- _Data to process_:

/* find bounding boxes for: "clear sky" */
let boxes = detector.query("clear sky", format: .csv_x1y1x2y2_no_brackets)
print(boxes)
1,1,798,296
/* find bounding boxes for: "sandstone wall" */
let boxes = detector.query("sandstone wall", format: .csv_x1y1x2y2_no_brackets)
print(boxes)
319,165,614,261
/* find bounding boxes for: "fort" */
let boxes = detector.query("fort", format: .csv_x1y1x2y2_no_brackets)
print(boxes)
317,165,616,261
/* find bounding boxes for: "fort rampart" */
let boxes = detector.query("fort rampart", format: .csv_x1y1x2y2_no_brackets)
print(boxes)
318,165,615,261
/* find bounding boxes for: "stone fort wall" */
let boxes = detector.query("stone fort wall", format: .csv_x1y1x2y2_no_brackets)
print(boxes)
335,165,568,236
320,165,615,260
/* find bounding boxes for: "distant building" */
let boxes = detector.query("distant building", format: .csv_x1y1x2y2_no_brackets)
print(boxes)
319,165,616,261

- _Directions for this task_:
Give the data again exactly, line for line.

- _Written response_:
/* find bounding boxes for: "clear sky" */
let boxes = detector.query("clear sky", format: .csv_x1y1x2y2_no_brackets)
print(boxes)
1,1,798,296
/* find bounding boxes for: "sandstone wall" */
let boxes = detector.query("sandstone wall", format: .csv_x1y1x2y2_no_brackets)
print(boxes)
319,165,614,261
/* find bounding boxes for: "fort" */
let boxes = detector.query("fort", format: .csv_x1y1x2y2_no_brackets)
print(boxes)
317,165,616,261
/* find bounding boxes for: "fort rampart" */
let boxes = detector.query("fort rampart", format: .csv_x1y1x2y2_no_brackets)
print(boxes)
318,165,615,261
/* find bounding boxes for: "stone fort wall" */
let boxes = detector.query("stone fort wall", format: .csv_x1y1x2y2_no_brackets)
print(boxes)
335,165,568,236
320,165,615,260
/* find bounding boxes for: "distant building" */
let boxes = detector.query("distant building", format: .csv_x1y1x2y2_no_brackets)
print(boxes)
319,165,616,261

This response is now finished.